CHALLENGE: Pull out each line of the entries below that holds the word "person" and copy it.
* start *
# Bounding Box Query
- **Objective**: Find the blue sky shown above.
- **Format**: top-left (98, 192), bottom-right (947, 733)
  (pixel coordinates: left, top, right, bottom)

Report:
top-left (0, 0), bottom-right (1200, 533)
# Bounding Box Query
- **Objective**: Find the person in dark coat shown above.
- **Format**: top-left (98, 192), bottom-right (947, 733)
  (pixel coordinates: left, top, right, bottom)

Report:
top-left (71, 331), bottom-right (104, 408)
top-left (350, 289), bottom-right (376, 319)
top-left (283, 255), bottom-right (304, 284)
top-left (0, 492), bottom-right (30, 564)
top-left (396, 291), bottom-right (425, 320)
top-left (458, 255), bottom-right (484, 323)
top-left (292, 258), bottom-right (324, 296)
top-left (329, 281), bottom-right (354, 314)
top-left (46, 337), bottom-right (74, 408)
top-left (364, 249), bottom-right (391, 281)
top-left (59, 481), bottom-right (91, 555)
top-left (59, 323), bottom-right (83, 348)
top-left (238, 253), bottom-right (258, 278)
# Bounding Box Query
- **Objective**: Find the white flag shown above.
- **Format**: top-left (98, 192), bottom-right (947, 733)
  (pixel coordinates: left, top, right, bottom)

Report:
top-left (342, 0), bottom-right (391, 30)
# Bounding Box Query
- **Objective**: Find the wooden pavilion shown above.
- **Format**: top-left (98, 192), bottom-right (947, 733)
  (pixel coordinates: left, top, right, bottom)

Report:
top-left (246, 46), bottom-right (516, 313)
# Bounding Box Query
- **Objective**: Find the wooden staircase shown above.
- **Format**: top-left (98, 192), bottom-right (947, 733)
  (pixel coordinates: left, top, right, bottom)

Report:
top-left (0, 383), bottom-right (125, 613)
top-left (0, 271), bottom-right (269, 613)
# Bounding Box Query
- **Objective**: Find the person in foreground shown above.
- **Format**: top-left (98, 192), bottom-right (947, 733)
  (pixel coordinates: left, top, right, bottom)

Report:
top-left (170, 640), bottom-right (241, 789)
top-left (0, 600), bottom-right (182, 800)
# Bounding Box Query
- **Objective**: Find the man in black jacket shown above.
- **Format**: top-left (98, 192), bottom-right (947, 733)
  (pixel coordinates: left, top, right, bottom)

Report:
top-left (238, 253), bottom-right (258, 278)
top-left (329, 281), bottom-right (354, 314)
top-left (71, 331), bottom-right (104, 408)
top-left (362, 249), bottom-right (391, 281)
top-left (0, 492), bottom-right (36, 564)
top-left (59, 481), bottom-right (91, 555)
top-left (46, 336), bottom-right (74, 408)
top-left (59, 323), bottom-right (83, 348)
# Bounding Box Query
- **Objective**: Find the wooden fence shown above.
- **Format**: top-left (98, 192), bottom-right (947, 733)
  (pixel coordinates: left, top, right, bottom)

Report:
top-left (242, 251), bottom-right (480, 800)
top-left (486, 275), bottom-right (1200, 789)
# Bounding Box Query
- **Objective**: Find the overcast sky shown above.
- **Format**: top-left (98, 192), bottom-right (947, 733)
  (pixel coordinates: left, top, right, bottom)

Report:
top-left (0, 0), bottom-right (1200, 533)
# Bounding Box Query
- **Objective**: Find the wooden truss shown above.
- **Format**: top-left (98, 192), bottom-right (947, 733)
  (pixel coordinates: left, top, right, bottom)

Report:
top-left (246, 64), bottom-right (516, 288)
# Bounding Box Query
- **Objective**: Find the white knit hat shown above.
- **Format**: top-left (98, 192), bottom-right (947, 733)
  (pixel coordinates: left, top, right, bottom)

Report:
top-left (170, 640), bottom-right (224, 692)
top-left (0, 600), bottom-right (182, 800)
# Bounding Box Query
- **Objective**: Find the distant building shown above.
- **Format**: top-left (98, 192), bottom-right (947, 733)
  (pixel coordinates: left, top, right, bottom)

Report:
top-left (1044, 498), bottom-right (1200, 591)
* end *
CORRECT ANSWER:
- **Objective**: Find the person in dark coat shown above.
- **Objective**: Find the person in foreground shown above.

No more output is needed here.